Extracted data entries

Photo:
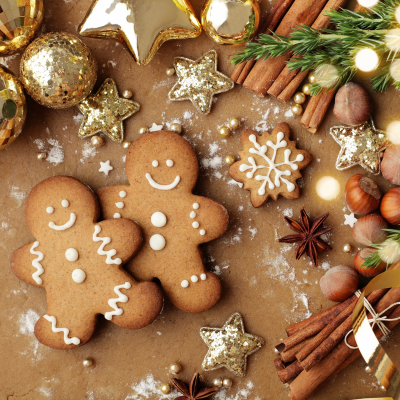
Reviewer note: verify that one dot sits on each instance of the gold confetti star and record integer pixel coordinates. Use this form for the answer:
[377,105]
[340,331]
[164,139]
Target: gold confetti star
[360,145]
[199,81]
[229,346]
[143,25]
[105,111]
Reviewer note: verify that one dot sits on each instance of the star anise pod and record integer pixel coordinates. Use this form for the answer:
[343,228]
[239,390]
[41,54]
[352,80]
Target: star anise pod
[308,236]
[193,391]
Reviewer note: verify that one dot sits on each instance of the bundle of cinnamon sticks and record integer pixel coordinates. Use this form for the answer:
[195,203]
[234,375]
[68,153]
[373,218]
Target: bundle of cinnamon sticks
[315,350]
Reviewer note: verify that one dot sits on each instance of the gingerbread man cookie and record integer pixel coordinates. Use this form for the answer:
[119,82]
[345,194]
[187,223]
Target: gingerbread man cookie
[162,169]
[270,165]
[78,261]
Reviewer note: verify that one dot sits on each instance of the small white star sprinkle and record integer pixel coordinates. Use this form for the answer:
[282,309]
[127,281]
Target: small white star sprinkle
[105,167]
[350,220]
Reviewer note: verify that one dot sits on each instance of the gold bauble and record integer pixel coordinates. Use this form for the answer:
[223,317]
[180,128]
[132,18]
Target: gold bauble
[58,70]
[12,107]
[19,23]
[231,21]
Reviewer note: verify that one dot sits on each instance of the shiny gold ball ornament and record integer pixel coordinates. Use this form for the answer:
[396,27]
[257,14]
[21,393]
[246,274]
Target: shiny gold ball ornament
[12,107]
[20,21]
[231,22]
[97,141]
[297,109]
[299,98]
[58,70]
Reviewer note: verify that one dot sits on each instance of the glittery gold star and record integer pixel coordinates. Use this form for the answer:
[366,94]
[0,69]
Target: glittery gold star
[143,25]
[229,346]
[105,111]
[199,81]
[360,145]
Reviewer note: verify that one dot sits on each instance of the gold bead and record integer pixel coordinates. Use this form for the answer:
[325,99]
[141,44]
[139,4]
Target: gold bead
[227,382]
[175,368]
[347,248]
[299,98]
[165,388]
[97,141]
[217,382]
[126,145]
[143,130]
[127,94]
[229,160]
[177,128]
[170,71]
[88,362]
[306,89]
[234,123]
[297,109]
[224,131]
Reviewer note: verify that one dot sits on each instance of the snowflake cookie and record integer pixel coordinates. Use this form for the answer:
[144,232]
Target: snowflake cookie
[78,261]
[270,165]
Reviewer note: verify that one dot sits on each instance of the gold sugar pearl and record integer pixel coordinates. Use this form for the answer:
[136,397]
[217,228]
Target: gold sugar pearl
[165,388]
[177,128]
[297,109]
[170,71]
[224,132]
[299,98]
[97,141]
[234,123]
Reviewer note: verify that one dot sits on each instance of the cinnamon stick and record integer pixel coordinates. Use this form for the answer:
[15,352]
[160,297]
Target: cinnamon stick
[241,70]
[264,72]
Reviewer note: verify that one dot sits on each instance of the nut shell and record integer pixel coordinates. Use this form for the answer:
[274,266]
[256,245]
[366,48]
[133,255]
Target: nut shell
[339,283]
[352,104]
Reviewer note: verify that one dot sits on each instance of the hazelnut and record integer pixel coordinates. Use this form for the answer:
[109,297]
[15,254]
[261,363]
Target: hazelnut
[362,194]
[390,165]
[390,207]
[359,260]
[352,104]
[339,283]
[368,230]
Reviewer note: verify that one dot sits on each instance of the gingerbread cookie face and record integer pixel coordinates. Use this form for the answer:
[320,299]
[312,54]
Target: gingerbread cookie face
[270,165]
[78,261]
[162,169]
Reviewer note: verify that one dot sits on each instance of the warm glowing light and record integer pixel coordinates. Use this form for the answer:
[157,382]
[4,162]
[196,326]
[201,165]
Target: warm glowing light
[393,132]
[366,60]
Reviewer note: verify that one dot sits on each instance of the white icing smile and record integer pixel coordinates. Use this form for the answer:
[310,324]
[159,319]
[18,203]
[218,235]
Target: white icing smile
[156,185]
[67,225]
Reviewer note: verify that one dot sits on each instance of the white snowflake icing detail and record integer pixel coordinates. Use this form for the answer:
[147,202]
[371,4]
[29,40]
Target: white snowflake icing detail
[272,167]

# WHAT THE TASK ASKS
Print the entries above exactly, taking out only the pictures.

# EXERCISE OUTPUT
Photo:
Reviewer note: verify that one dot sits on each instance of the gold confetti star and record integer pixel coordinates. Use this form for the answer:
[377,105]
[340,331]
[164,139]
Target: gold confetti star
[360,145]
[199,81]
[229,346]
[143,25]
[105,111]
Reviewer note: verify that one dot sits on each instance of the star anise pod and record integer pixel coordinates. Use this form for the answer:
[343,228]
[239,390]
[41,54]
[352,80]
Target: star anise pod
[308,236]
[193,391]
Reviewer note: verify that one dot sits on each instance of the bundle of cinnamon sticks and record integer pixel coordinates. Use this form for the answer:
[195,203]
[234,375]
[68,153]
[373,218]
Target: bundle of cinnamon sticks
[315,350]
Reviewer note: verify that one dot sits on each instance of the gingerbread man cookie and record integer pixel coordinates. Use this form for the answer:
[119,82]
[345,194]
[187,223]
Target: gingerbread man cookie
[162,169]
[270,165]
[78,261]
Reviewer note: verify that one dot sits on each instance of the small white star sprinkle and record integer pixel coordinates. Use this form for the answer:
[282,309]
[127,281]
Target: small white star sprinkle
[105,167]
[350,220]
Reviewer note: verify that one dot sits on each instance of the gold bauble and record integer pixel coordinates. Use this form for the answer:
[223,317]
[180,128]
[132,18]
Target: gold bauble
[58,70]
[12,107]
[19,23]
[231,21]
Reviewer note: verify that one dot sits on each instance of the shiny gold ball ornament and record integer pixel coordinates. Use this form for the answer:
[396,27]
[257,14]
[21,393]
[246,274]
Target: shiny gold ball ornament
[12,107]
[20,21]
[231,22]
[97,141]
[297,109]
[299,98]
[58,70]
Reviewer note: verify that one dot sits on each instance of the glittery gold star and record integer pixel coordinates. Use this form for the answer:
[366,94]
[0,69]
Target: glittery gold star
[143,25]
[229,346]
[105,111]
[199,81]
[360,145]
Reviewer note: verify that one dot sits on each instance of the gold bead and record integer pixel coordinates. Use this form for the answer:
[325,99]
[141,44]
[139,4]
Target: gold bead
[227,382]
[175,368]
[347,248]
[299,98]
[165,388]
[97,141]
[217,382]
[126,145]
[143,130]
[127,94]
[229,160]
[177,128]
[170,71]
[88,362]
[306,89]
[234,123]
[297,109]
[224,131]
Reviewer note: verify that one dot sits on each instance of the snowflake cookie and record integer pixel coordinates. Use this form for the answer:
[144,232]
Target: snowflake cookie
[78,261]
[270,165]
Reviewer note: verify that one dot sits on each instance of the gold sugar pearl and record integer pixel coordinates. Use this form for the answer:
[136,397]
[217,228]
Target: gold sugar pearl
[165,388]
[177,128]
[297,109]
[170,71]
[224,132]
[299,98]
[97,141]
[234,123]
Reviewer note: verify that one dot sits on each instance of the cinnamon stick and record integer pixel coordinates. Use this form for the answer:
[15,352]
[160,297]
Target: cinnamon stick
[241,70]
[264,72]
Reviewer note: verify that one dot sits on each instance of the nut shell and record integer pixel coordinates. Use this form for the answer:
[274,266]
[256,245]
[366,48]
[133,255]
Target: nut shell
[339,283]
[352,104]
Reviewer note: verify that one dot sits on each instance of the hazelnut and record integer pixel coordinates. Use this form for the answer:
[109,297]
[15,254]
[261,363]
Target: hazelnut
[362,194]
[390,165]
[390,207]
[359,260]
[352,104]
[339,283]
[368,230]
Reviewer note: verify that one dot sits on each instance of the gingerbread cookie face and record integer pixel coordinates. Use this form for the answer:
[320,299]
[312,54]
Target: gingerbread cookie face
[270,165]
[78,261]
[162,169]
Reviewer note: verify that one dot sits on each instance of the warm glowing light and record integer pixel coordinates. Use this form for the answer:
[157,382]
[4,162]
[196,326]
[201,165]
Target: warm glowing light
[393,132]
[366,60]
Reviewer note: verify that one dot sits on each instance of the white icing smile and record integer pixel coordinates. Use this form for the answer:
[310,324]
[159,319]
[18,203]
[218,235]
Target: white icing smile
[156,185]
[67,225]
Reviewer note: verify that one dot sits on each instance of the white snowflake icing detail and record integer pixel coordinates. Use this form for the answer:
[147,202]
[371,4]
[29,40]
Target: white snowflake icing detail
[272,167]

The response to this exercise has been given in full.